_Extract_:
******************************
Why don’t high exports always lead to economic success?

Some exports, being exported. Image: Getty.

While trade and exports are usually talked about in the national context only, the reality is that the UK’s exports are sent from places up and down the country. But as the Centre for Cities’ recent Cities Outlook 2017 report shows, some places are much more successful at exporting than others – and this has big implications for the UK’s productivity gap and the government’s industrial strategy.

In total, cities accounted for 62 per cent of Britain’s total exports in 2014. The dominance of cities was particularly marked for services: they accounted for 51 per cent of goods exports, but 74 per cent of services exports.

Of course, there was much variation between them. Sunderland was Britain’s top exporting city, sending £40,650 of goods and services overseas for every job in the city. This is one third higher than second-placed Worthing (£29,640) and 11 times higher than bottom-placed York.

Curiously though, the varying export performance of cities doesn’t necessarily go hand-in-hand with its wider economic performance. Comparing exports with productivity at the city level shows only a weak relationship between the two: Sunderland in particular stands out for having relatively low productivity despite its strong export performance.
******************************
Excerpts of location labeling data
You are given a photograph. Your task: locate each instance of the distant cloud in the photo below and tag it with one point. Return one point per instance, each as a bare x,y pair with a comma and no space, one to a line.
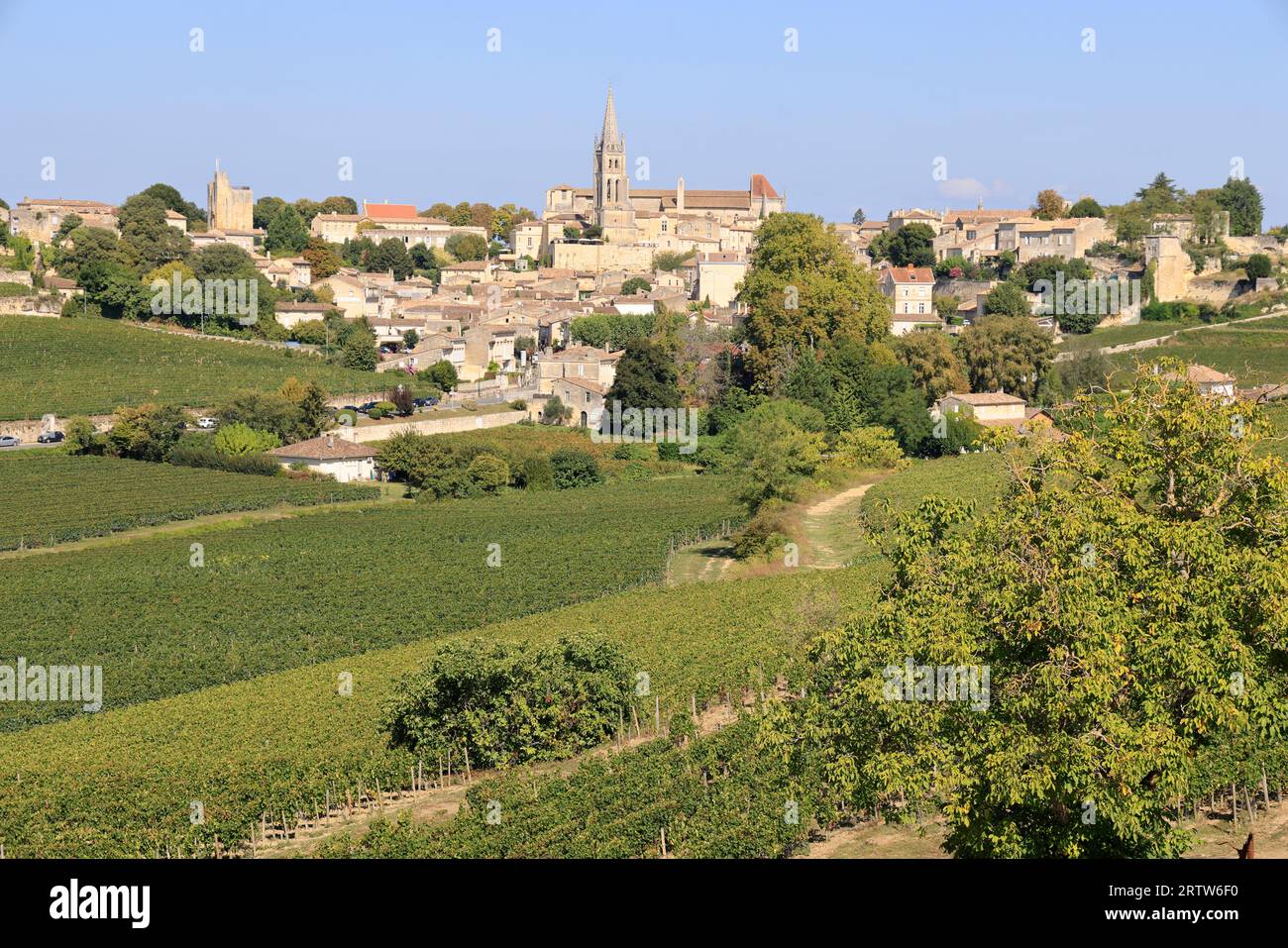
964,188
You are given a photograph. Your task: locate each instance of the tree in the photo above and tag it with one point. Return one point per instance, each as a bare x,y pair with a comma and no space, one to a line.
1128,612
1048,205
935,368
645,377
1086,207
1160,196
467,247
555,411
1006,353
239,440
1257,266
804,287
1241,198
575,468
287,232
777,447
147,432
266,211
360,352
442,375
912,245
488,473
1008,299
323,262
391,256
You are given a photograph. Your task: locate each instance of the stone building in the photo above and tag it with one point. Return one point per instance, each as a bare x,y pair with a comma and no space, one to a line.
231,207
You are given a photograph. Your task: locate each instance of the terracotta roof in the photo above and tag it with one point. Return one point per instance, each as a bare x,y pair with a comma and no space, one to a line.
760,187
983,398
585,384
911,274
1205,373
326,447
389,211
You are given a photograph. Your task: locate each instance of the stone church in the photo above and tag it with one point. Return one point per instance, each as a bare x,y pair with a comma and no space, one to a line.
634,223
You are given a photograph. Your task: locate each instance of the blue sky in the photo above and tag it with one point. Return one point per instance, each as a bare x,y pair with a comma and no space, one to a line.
******************************
_What is expected_: Write out the whole article on exports and economic success word for word. The entries play no part in what is asked here.

_Exercise answer_:
Why don’t high exports always lead to economic success?

Some exports, being exported. Image: Getty.

While trade and exports are usually talked about in the national context only, the reality is that the UK’s exports are sent from places up and down the country. But as the Centre for Cities’ recent Cities Outlook 2017 report shows, some places are much more successful at exporting than others – and this has big implications for the UK’s productivity gap and the government’s industrial strategy.

In total, cities accounted for 62 per cent of Britain’s total exports in 2014. The dominance of cities was particularly marked for services: they accounted for 51 per cent of goods exports, but 74 per cent of services exports.

Of course, there was much variation between them. Sunderland was Britain’s top exporting city, sending £40,650 of goods and services overseas for every job in the city. This is one third higher than second-placed Worthing (£29,640) and 11 times higher than bottom-placed York.

Curiously though, the varying export performance of cities doesn’t necessarily go hand-in-hand with its wider economic performance. Comparing exports with productivity at the city level shows only a weak relationship between the two: Sunderland in particular stands out for having relatively low productivity despite its strong export performance.